--- What to do ---
Put every line from the one containing "For the evaluation set, locate the rock outcrop" down to the one containing "x=833 y=409", including both, into a JSON list of strings, one per line, with blank lines left out.

--- Record set ---
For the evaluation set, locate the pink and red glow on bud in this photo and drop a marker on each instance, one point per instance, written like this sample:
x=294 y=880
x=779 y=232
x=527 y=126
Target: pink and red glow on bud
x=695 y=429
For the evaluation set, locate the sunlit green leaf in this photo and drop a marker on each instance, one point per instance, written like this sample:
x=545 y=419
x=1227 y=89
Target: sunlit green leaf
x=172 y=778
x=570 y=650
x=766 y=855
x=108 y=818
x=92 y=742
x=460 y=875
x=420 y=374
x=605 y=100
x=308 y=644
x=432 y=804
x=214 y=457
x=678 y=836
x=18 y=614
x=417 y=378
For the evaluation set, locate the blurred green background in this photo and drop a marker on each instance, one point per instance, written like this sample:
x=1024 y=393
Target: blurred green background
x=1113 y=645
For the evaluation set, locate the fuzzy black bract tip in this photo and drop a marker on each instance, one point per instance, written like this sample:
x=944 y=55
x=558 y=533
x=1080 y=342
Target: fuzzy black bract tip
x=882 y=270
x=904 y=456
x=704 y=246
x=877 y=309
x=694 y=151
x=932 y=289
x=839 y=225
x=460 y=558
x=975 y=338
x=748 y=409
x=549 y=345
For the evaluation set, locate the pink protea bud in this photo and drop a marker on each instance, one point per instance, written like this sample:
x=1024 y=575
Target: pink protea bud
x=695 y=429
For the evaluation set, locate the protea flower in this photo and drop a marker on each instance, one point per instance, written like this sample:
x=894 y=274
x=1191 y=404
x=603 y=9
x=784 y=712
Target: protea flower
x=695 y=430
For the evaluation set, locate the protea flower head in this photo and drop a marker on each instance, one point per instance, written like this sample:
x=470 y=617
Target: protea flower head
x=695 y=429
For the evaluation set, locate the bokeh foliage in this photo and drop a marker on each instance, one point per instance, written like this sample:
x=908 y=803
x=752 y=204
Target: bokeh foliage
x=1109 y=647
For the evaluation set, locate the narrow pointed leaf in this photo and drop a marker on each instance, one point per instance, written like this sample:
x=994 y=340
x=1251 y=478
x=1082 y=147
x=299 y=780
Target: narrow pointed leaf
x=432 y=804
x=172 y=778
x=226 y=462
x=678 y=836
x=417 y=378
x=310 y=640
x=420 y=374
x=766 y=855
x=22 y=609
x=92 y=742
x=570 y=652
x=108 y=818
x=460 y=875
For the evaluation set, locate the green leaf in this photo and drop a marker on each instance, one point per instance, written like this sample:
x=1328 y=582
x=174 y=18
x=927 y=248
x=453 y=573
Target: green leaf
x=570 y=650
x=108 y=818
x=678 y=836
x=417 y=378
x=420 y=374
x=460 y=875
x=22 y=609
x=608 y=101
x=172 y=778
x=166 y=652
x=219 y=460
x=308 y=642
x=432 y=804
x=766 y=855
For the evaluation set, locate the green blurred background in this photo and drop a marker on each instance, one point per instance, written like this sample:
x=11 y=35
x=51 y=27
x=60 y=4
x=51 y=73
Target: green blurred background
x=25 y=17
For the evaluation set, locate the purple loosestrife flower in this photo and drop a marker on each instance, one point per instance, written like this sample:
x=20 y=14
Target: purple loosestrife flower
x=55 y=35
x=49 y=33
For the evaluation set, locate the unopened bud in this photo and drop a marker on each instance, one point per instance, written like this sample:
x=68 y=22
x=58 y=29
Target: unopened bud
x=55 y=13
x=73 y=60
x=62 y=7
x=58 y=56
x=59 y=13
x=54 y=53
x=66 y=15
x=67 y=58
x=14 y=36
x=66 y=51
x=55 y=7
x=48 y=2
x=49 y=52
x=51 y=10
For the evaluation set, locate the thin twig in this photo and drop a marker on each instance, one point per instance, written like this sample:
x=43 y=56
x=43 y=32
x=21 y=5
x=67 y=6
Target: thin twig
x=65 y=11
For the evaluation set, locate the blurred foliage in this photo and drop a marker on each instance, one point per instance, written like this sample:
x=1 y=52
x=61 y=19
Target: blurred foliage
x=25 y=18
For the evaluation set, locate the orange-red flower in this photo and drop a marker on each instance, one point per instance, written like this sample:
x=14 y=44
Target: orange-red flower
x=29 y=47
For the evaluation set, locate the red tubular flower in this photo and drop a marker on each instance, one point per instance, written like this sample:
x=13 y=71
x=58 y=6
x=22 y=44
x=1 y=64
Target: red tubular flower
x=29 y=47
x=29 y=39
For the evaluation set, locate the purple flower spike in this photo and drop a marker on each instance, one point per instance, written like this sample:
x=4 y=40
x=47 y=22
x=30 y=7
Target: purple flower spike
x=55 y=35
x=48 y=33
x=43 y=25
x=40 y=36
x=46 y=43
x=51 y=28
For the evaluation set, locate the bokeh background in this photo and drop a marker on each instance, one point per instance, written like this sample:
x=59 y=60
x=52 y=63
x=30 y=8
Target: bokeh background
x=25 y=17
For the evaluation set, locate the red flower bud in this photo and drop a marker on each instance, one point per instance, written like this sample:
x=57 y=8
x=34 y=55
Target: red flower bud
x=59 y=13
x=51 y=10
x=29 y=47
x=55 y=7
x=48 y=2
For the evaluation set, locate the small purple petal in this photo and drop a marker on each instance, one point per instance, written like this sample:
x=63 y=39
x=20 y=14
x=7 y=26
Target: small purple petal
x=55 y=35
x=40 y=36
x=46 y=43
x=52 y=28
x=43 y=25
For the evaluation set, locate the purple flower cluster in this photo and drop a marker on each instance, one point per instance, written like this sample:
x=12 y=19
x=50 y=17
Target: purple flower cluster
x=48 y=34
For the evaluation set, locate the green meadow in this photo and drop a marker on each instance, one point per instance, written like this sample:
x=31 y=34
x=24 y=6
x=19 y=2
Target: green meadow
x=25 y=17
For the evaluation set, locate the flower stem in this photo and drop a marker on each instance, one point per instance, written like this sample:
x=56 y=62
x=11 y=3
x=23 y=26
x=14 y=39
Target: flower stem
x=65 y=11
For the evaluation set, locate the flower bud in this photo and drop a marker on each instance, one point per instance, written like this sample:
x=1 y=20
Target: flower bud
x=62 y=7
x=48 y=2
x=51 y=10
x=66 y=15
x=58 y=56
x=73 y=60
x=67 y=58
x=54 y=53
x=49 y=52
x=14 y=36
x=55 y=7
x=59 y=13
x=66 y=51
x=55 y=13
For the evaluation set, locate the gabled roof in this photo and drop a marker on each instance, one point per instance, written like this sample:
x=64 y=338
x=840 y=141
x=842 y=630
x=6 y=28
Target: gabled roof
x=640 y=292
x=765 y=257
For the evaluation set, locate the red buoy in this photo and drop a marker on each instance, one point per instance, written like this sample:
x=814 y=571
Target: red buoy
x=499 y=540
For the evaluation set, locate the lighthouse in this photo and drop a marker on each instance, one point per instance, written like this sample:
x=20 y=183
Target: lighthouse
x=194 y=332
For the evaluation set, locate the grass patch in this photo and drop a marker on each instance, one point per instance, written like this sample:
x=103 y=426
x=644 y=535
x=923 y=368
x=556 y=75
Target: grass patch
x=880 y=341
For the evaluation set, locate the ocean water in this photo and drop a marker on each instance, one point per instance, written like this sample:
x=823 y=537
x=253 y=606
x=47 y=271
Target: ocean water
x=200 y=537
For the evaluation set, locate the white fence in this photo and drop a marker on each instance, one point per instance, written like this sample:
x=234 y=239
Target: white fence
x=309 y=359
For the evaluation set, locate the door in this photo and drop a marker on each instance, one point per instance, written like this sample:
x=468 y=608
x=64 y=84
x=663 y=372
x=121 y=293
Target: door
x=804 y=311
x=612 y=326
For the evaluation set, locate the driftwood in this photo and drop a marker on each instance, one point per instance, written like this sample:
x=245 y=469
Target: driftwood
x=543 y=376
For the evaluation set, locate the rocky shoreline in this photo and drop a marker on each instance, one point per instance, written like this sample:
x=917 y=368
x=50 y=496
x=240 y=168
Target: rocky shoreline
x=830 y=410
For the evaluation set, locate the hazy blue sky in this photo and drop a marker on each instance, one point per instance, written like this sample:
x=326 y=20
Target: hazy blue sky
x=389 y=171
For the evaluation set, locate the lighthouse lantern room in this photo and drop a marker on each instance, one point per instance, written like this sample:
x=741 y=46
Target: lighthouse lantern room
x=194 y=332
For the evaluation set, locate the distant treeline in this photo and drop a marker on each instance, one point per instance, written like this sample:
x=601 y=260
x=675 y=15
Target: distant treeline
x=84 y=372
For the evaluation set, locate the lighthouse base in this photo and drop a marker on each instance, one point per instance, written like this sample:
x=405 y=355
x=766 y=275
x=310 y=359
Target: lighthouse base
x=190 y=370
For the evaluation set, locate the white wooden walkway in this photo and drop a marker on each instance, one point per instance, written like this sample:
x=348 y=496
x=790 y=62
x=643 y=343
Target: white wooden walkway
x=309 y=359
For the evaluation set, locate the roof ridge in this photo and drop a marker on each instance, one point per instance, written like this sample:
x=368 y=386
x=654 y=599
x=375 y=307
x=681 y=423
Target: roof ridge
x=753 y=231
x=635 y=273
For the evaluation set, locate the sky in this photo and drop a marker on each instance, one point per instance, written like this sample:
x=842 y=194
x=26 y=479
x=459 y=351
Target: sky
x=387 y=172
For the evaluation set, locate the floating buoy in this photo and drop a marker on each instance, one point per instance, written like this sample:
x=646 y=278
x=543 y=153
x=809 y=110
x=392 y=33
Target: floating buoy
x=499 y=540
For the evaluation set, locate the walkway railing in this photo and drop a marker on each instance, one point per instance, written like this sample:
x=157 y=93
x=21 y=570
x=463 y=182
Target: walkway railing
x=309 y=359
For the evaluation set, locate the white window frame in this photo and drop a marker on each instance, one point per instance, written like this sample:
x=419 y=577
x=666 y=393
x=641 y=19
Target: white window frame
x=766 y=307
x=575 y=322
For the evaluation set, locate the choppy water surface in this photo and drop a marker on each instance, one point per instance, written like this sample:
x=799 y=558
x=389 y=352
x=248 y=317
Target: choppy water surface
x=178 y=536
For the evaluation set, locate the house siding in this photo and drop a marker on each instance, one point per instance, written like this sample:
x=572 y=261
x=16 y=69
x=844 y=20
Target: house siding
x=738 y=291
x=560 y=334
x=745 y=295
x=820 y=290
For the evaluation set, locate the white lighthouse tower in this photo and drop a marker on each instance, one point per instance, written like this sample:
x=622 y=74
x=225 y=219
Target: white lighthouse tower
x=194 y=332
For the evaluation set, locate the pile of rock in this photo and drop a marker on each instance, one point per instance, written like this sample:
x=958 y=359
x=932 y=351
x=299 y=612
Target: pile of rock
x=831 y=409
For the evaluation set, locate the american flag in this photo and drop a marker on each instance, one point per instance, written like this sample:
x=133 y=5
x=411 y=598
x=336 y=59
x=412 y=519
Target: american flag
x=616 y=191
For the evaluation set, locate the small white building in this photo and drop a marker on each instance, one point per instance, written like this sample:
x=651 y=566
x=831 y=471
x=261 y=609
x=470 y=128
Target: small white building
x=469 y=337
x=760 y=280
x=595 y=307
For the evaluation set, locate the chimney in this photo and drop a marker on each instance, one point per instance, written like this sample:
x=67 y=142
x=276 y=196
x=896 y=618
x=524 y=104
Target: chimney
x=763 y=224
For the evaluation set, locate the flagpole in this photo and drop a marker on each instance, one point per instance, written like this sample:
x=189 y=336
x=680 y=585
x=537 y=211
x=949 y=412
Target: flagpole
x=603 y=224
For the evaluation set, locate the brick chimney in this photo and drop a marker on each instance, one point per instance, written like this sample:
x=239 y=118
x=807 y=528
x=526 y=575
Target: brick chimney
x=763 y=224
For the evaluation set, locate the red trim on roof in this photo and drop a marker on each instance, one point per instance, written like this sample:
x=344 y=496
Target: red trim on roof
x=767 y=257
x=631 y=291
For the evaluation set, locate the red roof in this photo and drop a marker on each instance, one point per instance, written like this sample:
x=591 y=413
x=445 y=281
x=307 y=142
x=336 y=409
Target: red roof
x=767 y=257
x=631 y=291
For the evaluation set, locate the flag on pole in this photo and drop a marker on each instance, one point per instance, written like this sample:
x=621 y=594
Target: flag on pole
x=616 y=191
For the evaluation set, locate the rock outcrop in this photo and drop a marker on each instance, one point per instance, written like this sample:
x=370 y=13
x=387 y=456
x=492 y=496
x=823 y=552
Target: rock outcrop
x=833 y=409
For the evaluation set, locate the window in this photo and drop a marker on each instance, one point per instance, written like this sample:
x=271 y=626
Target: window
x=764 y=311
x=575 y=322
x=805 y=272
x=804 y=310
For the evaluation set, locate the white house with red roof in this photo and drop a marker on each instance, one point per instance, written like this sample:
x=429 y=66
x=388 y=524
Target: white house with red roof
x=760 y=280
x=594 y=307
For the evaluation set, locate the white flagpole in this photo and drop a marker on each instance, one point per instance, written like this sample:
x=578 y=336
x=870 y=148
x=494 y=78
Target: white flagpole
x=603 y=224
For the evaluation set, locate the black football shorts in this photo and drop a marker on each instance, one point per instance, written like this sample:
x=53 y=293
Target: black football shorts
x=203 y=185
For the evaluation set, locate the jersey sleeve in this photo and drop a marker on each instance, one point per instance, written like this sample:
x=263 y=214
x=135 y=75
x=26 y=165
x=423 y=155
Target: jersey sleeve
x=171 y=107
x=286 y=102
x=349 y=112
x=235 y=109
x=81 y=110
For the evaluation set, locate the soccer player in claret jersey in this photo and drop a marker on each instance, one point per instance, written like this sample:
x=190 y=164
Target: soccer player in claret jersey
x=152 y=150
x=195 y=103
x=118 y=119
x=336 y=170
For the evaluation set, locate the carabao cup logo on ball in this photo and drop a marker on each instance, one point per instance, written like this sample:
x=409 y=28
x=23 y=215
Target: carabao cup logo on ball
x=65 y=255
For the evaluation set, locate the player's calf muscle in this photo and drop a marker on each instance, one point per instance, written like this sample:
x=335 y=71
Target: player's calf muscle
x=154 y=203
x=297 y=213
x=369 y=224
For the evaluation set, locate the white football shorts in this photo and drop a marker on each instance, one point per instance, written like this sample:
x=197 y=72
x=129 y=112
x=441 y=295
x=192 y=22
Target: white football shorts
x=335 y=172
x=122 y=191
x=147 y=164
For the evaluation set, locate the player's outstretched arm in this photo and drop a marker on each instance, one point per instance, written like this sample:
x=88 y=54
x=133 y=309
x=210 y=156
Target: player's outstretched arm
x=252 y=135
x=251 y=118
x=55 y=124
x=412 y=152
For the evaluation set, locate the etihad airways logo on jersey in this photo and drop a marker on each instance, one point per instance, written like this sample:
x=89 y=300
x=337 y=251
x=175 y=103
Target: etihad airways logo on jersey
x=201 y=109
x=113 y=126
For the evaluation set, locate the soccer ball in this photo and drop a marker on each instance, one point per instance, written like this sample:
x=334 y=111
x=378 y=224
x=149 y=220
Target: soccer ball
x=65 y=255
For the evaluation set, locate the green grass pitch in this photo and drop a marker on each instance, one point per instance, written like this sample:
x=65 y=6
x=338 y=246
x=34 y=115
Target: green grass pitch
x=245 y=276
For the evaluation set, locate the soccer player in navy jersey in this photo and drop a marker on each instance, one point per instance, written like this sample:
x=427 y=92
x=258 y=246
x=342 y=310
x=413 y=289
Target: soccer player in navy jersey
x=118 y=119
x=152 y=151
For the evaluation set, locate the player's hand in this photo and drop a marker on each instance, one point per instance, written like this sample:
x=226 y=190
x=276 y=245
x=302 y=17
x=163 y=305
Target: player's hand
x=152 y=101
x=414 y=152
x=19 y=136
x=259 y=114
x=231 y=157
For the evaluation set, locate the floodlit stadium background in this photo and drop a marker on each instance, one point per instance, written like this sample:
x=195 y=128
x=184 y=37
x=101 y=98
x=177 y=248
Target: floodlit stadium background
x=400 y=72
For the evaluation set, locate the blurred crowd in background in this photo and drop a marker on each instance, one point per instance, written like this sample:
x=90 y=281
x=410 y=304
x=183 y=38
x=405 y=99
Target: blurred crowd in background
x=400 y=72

--- Written response ---
[
  "For the evaluation set, locate the rock outcrop in this photo and drop a marker on each instance, one point per instance, written like this sample:",
  "x=370 y=13",
  "x=387 y=456",
  "x=492 y=496",
  "x=823 y=552",
  "Target: rock outcrop",
  "x=833 y=409"
]